[MATERIAL SUPPLIED]
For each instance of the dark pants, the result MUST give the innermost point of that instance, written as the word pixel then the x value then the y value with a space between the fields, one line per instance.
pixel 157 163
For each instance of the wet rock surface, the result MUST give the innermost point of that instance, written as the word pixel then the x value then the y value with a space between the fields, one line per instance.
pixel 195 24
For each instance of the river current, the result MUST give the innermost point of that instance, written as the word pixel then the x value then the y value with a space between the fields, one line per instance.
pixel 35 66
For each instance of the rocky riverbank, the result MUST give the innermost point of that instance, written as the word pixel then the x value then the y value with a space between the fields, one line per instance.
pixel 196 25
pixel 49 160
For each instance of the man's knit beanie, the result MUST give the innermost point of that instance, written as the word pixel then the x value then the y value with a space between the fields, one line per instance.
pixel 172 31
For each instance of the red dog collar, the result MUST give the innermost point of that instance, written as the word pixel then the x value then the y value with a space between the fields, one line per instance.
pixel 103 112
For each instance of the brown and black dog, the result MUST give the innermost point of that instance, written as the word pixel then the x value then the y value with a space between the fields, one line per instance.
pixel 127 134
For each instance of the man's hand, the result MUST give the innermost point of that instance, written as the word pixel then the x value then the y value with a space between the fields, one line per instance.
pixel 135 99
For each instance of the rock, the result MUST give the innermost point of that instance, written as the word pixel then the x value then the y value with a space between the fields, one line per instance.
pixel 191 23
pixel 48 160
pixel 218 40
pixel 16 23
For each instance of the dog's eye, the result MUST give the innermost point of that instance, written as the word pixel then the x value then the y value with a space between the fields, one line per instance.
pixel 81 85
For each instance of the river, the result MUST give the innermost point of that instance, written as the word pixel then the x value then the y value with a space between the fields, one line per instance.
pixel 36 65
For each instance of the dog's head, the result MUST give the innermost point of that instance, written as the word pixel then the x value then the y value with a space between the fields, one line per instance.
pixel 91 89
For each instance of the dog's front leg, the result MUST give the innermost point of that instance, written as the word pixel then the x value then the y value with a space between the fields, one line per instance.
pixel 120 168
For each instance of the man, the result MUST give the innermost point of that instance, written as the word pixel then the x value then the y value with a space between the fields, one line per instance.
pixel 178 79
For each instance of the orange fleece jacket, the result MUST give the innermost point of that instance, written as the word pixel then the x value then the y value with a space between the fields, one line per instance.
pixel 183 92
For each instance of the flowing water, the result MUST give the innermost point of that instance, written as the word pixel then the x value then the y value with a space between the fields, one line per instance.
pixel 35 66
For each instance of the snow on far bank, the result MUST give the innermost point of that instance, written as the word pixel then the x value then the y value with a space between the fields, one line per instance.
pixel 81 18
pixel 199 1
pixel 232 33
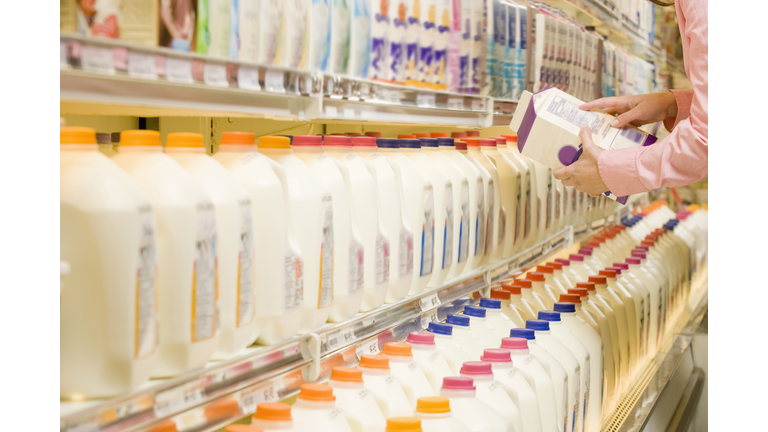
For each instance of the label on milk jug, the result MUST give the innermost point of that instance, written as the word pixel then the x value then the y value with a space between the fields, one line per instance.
pixel 448 230
pixel 489 224
pixel 204 278
pixel 245 267
pixel 480 221
pixel 146 292
pixel 382 259
pixel 294 280
pixel 427 235
pixel 325 290
pixel 355 266
pixel 405 258
pixel 464 223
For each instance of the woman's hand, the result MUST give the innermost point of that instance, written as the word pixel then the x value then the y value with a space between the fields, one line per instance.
pixel 637 110
pixel 584 174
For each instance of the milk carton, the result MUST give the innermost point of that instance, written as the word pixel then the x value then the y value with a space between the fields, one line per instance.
pixel 548 124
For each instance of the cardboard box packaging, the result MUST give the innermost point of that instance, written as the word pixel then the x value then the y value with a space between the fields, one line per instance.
pixel 548 123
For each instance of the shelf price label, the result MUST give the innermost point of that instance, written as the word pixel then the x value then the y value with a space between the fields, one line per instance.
pixel 215 74
pixel 178 70
pixel 98 59
pixel 141 65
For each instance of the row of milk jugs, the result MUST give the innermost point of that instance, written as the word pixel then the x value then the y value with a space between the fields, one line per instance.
pixel 261 244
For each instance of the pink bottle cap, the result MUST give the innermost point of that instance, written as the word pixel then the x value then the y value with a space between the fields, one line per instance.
pixel 307 140
pixel 359 141
pixel 476 368
pixel 458 383
pixel 496 355
pixel 420 338
pixel 514 343
pixel 337 140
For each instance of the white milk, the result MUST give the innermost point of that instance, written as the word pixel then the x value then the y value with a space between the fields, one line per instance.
pixel 393 217
pixel 492 393
pixel 186 253
pixel 476 202
pixel 516 386
pixel 429 358
pixel 312 220
pixel 495 242
pixel 435 414
pixel 576 381
pixel 359 404
pixel 348 245
pixel 315 410
pixel 467 408
pixel 234 241
pixel 444 208
pixel 365 201
pixel 109 269
pixel 419 203
pixel 488 335
pixel 410 375
pixel 452 352
pixel 463 336
pixel 510 188
pixel 386 389
pixel 461 202
pixel 539 379
pixel 277 256
pixel 594 346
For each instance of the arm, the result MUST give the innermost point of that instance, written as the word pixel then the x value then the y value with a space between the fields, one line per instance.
pixel 681 158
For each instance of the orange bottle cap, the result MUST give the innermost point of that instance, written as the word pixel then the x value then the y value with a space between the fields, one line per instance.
pixel 433 405
pixel 403 424
pixel 77 135
pixel 343 373
pixel 273 411
pixel 238 138
pixel 397 349
pixel 272 142
pixel 140 138
pixel 184 139
pixel 374 362
pixel 317 393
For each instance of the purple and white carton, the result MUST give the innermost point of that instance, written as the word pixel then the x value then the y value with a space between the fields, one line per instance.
pixel 547 124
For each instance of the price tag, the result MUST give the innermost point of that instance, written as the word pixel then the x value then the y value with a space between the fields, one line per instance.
pixel 178 70
pixel 274 81
pixel 215 74
pixel 179 398
pixel 456 103
pixel 141 65
pixel 430 302
pixel 426 100
pixel 248 78
pixel 98 59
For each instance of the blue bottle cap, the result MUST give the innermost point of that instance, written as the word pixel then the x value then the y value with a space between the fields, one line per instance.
pixel 490 303
pixel 457 320
pixel 439 328
pixel 523 333
pixel 474 311
pixel 538 325
pixel 549 316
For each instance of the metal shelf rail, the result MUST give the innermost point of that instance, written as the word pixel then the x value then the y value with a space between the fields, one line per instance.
pixel 225 391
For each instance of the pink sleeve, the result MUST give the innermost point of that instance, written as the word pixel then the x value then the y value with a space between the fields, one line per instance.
pixel 681 158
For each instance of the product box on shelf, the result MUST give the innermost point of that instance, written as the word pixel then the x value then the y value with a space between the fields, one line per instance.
pixel 547 124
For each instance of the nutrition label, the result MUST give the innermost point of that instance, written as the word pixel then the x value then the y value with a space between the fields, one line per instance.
pixel 245 266
pixel 146 293
pixel 325 290
pixel 204 277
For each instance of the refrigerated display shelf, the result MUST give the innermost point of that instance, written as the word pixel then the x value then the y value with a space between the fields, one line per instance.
pixel 224 391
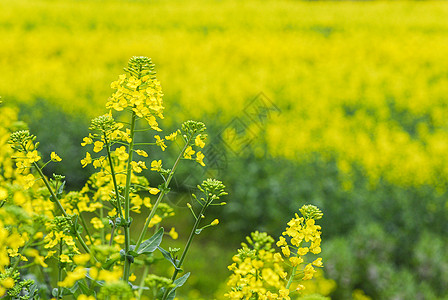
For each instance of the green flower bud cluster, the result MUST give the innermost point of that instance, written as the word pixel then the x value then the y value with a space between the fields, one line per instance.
pixel 311 212
pixel 115 290
pixel 139 66
pixel 212 188
pixel 259 241
pixel 104 123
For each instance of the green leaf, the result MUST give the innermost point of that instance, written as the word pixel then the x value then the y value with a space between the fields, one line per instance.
pixel 151 244
pixel 61 188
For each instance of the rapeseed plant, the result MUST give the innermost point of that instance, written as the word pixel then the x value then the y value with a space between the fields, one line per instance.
pixel 88 232
pixel 260 271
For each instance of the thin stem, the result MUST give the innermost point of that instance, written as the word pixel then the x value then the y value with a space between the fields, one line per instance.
pixel 127 263
pixel 142 282
pixel 112 170
pixel 161 195
pixel 59 294
pixel 58 203
pixel 187 246
pixel 112 232
pixel 293 273
pixel 85 227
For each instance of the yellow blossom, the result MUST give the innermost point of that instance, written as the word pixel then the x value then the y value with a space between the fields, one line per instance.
pixel 142 153
pixel 87 160
pixel 188 152
pixel 199 158
pixel 286 251
pixel 173 234
pixel 318 262
pixel 8 283
pixel 199 142
pixel 86 141
pixel 33 156
pixel 97 223
pixel 154 191
pixel 81 259
pixel 85 297
pixel 295 261
pixel 160 143
pixel 172 136
pixel 156 165
pixel 3 193
pixel 155 220
pixel 302 251
pixel 121 153
pixel 64 258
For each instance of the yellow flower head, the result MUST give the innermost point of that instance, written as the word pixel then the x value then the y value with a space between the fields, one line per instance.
pixel 87 160
pixel 33 156
pixel 55 157
pixel 200 158
pixel 173 234
pixel 98 146
pixel 199 142
pixel 189 152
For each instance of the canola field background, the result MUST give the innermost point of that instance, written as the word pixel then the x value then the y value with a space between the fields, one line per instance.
pixel 362 93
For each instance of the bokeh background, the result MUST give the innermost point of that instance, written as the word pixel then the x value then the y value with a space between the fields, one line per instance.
pixel 339 104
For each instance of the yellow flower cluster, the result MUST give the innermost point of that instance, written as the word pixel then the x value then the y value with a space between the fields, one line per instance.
pixel 320 72
pixel 139 91
pixel 260 272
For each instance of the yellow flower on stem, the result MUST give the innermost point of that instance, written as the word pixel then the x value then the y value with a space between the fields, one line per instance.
pixel 55 157
pixel 173 234
pixel 188 152
pixel 142 153
pixel 200 158
pixel 172 136
pixel 87 160
pixel 154 191
pixel 199 142
pixel 86 141
pixel 97 223
pixel 156 165
pixel 98 146
pixel 33 156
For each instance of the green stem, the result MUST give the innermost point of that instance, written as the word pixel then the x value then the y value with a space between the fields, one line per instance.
pixel 187 246
pixel 112 232
pixel 85 227
pixel 161 195
pixel 58 203
pixel 127 263
pixel 142 282
pixel 293 273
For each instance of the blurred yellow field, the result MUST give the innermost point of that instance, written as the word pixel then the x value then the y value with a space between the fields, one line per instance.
pixel 363 82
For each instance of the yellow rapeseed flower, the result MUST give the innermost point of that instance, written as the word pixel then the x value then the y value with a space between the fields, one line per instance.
pixel 55 157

[OBJECTIVE] Reproduce without change the part of the rows above that opens with the line containing "For each instance of the dog's front" and closes with the line containing "pixel 178 79", including both of those lines.

[THE RESULT]
For each instance of the dog's front leg, the result MUST give the innermost point of that instance, written as the word pixel then the x value then the y value with a space between the fields, one line per instance.
pixel 120 168
For each instance of the man, the result MUST give the innermost point of that instance, written as the word pixel then the x value then the y value with a space between the fields, one line per instance.
pixel 178 79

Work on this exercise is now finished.